Text »
Recently, the paper titled "Identifying SAT Resilient Blocks through LUT Switching Analysis for Compound Logic Locking Schemes", with first author Wang Jianbin, a master's student (Class of 2023) from our school, has been accepted by FPL (International Conference on Field Programmable Logic and Applications), a top-tier conference in the field of programmable logic. Co-authors of the paper are Wang Xuelei, Zhang Xinyu, Tang Shibo, Zhou Huisi, and Hu Wei; the corresponding author is Professor Hu Wei. This paper marks the first publication by Northwestern Polytechnical University at the FPL conference, and all co-authors are affiliated with our university.
The FPL conference is the oldest and largest international conference in the field of programmable logic and reconfigurable computing, and is one of the top three premier conferences in this domain. Since its inception in 1991, FPL has promoted the innovative development of programmable logic and reconfigurable computing technologies. It has witnessed major breakthroughs over more than thirty years in areas such as reconfigurable architecture design, applications, embedded processing, and design automation. The full-paper acceptance rate has consistently been around 20%. The 35th FPL conference will be held in Leiden, Netherlands, in September 2025.

Addressing the latest and most secure compound logic locking scheme in the field of integrated circuit hardware security, this paper innovatively proposes a method for identifying Anti-SAT components and control point signals by analyzing the design structure and behavioral characteristics at the FPGA netlist level from the perspective of programmable logic. This approach aims to obtain critical clues about the locking key. The average success rate of the proposed method exceeds 90%, with the key recovery rate reaching 100%. Its outstanding performance provides an important technical reference for future security evaluation of logic locking schemes.

This research result originates from the Cryptography and Chip Security research team led by Professor Hu Wei. Centered on national strategies for cyberspace security and integrated circuits, the team focuses on the field of integrated circuit hardware security. It has achieved a series of innovative research results in areas such as security verification and vulnerability mining, fault diagnosis and fault tolerance, processor and system-on-chip security, and cryptography. These results have been successfully applied in the security evaluation and testing of chip designs for several companies. In terms of talent cultivation, team members have repeatedly achieved excellent results in high-level academic competitions, including the China Graduate Cybersecurity Innovation Challenge, the First National Integrated Circuit Security Challenge, and mathematical modeling competitions.

Questions »
a: Which co-authors does the paper announcement name, apart from the first author?
b: Summarize the paper announcement in two sentences.

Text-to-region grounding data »
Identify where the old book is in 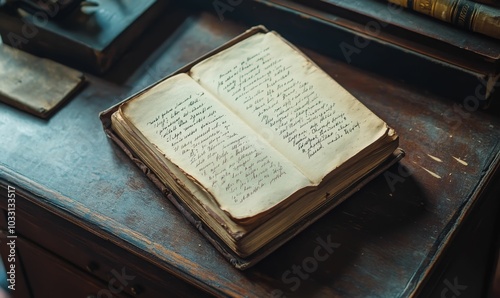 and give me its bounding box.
[101,27,402,269]
[0,0,168,75]
[0,42,85,118]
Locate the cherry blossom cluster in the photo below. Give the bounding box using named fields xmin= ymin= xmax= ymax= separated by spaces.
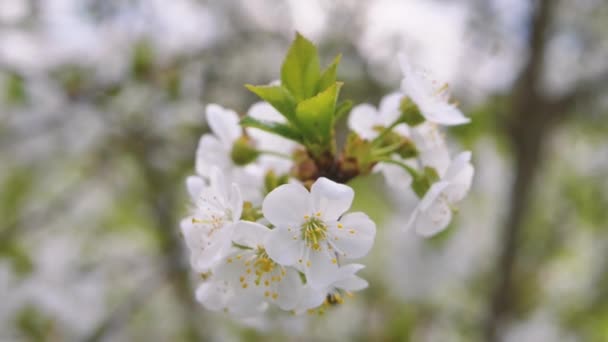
xmin=181 ymin=35 xmax=473 ymax=318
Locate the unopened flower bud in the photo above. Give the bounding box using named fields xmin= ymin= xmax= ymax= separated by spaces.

Responses for each task »
a: Wang Xuelei, Zhang Xinyu, Tang Shibo, Zhou Huisi, Hu Wei

b: A paper whose first author is master's student Wang Jianbin and whose corresponding author is Professor Hu Wei has been accepted by FPL, a top-tier programmable logic conference, which makes it Northwestern Polytechnical University's first publication there. It proposes a way to identify Anti-SAT components and control point signals at the FPGA netlist level to find clues about the locking key in compound logic locking schemes, with an average success rate above 90% and a key recovery rate of 100%.